> **Exercise**:
Rewrite the records below with "curved gable" changed to "arched gable" and everything else kept the same.

> **Records to use**:
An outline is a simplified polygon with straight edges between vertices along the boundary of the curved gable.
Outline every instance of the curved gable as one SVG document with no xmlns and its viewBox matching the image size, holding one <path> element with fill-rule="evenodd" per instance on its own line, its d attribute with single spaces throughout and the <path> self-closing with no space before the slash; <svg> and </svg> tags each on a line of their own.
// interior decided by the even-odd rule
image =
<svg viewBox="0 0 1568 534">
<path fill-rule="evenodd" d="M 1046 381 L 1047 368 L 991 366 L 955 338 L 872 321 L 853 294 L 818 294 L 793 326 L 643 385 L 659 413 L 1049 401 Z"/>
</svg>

> **Result of the exercise**:
An outline is a simplified polygon with straight edges between vertices along the boundary of the arched gable.
Outline every instance of the arched gable as one SVG document with no xmlns and its viewBox matching the image size, holding one <path> element with fill-rule="evenodd" per instance on its own line, its d attribute with single spaces throughout and the <path> self-closing with no space before the slash; <svg> and </svg> tags each on a line of their own.
// interior decided by the even-odd rule
image =
<svg viewBox="0 0 1568 534">
<path fill-rule="evenodd" d="M 1046 381 L 1047 368 L 991 366 L 955 338 L 872 321 L 853 294 L 818 294 L 793 326 L 643 385 L 659 413 L 1049 401 Z"/>
</svg>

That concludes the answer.